>> start Text block
BLAISE PASCAL was born at Clermont, in Auvergne, in France, in the year 1623. His father was a judge in one of the district courts, and is reported to have been a man of considerable learning and an able mathematician. As Blaise was his only son, so great was his affection for him, that in the year 1631 he relinquished his official situation, and settled at Paris, in order that he might himself undertake the employment of being his tutor.

From his infancy, young Pascal gave evidence of a very extraordinary capacity. He was very inquisitive, and desirous of knowing the reasons of everything; and when good reasons were not given him, he would search for better; nor would he ever be satisfied but by such as appeared to him to be well founded. What we are told concerning his manner of learning mathematics, and his rapid progress in that science, is very astonishing. His father, perceiving in him an extraordinary inclination to reasoning, was afraid lest the knowledge of mathematics should prevent him from learning the languages. He therefore resolved to keep from him, as much as he could, all notions of geometry, locked up all the books that treated of it, and refrained even from speaking of it in his presence. Yet he could not refuse to give this general answer to the importunate curiosity of his son: 'Geometry is a science which teaches the way of making exact figures, and of finding out the proportions between them;' but at the same time forbade him to

speak or think of it any more. The slight idea which had been thus conveyed to him of the science, occupied young Blaise's thoughts, and led him in his hours of recreation to make figures on the chamber-floor with charcoal, the proportions of which he sought out, laying down definitions and axioms, and then going on to demonstrations. So far had he proceeded with his inquiries, that he had come to what was just the same with the thirty-second proposition of the First Book of Euclid, when he was one day surprised in the midst of his figures by his father, who asked him what he was doing. He replied, that he was searching for such a thing, which was just that proposition of Euclid. When asked afterwards how he came to think of this, he answered that it was because he had found out such another thing; and so, going backwards, he at length came to the definitions and axioms which he had formed to himself. Astonishing as it may appear that a boy of twelve years should be capable of thus working his way into the mysteries of a science without having seen any treatise upon the subject, or even knowing anything of the terms; and surprising as it is that he should have, in the course of his boyish researches, hit upon exactly the same combination of figures which had been adopted by an ancient philosopher for proving a particular mathematical truth; yet we are assured of the fact by Madame Perier, Pascal's sister, and several other writers, the credit of whose testimony is unquestionable.
>> end Text block
> Task list:
A. Answer these questions from the account of Blaise Pascal's boyhood:
(i) In what year did Pascal's father give up his official situation and settle at Paris?
(ii) What did young Pascal use to make figures on the chamber-floor?
(iii) Which of Pascal's relatives is named as a witness to the story of his geometry?
B. Extract the part of the account of Blaise Pascal's boyhood between "BLAISE PASCAL was" and "being his tutor.", inclusive.
C. Write what comes next in the account of Blaise Pascal's boyhood, beginning right after its final sentence.
The rows come from a separate source and are unrelated to the account of Blaise Pascal's boyhood.
>> start Dataset records
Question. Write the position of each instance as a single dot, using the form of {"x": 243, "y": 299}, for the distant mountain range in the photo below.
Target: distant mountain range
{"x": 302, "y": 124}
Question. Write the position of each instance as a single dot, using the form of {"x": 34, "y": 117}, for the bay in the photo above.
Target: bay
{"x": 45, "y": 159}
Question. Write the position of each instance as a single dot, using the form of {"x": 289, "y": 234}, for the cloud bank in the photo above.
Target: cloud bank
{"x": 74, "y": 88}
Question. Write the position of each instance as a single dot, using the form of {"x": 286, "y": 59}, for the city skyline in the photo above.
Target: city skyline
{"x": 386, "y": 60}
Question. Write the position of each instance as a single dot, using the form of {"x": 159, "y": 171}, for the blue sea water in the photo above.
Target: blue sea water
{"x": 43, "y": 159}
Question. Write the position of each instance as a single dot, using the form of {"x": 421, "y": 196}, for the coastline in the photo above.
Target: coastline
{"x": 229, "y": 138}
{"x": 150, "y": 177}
>> end Dataset records
> Answers provided:
A.
(i) 1631
(ii) Charcoal
(iii) His sister, Madame Perier

B.
BLAISE PASCAL was born at Clermont, in Auvergne, in France, in the year 1623. His father was a judge in one of the district courts, and is reported to have been a man of considerable learning and an able mathematician. As Blaise was his only son, so great was his affection for him, that in the year 1631 he relinquished his official situation, and settled at Paris, in order that he might himself undertake the employment of being his tutor.

C.
From this time young Pascal had full liberty to indulge his genius in mathematical pursuits, and was furnished by his father with Euclid's Elements, of which he made himself master in an incredibly short time without any assistance. So wonderful was his proficiency in

mathematical science, that at the age of sixteen he wrote A Treatise on Conic Sections, which was approved of by the most learned men of the age. At nineteen, our young mathematician had contrived a machine capable of making a number of arithmetical calculations without any other assistance than the eye and the hand. This was esteemed a very wonderful thing, which would have done credit to any man of mature years. About this time the state of his health becoming impaired, owing, probably, to the intenseness of his studious application, he was obliged to suspend his labours for the space of four years. At the age of twenty-three, having seen Torricelli's experiments respecting a vacuum and the weight of the air, he directed his attention to those subjects, and made several new experiments, by which the weight of the atmosphere at different heights-a scientific fact of great moment-was fully demonstrated. The results of his investigations were immediately published, and communicated by him to all the learned bodies in Europe.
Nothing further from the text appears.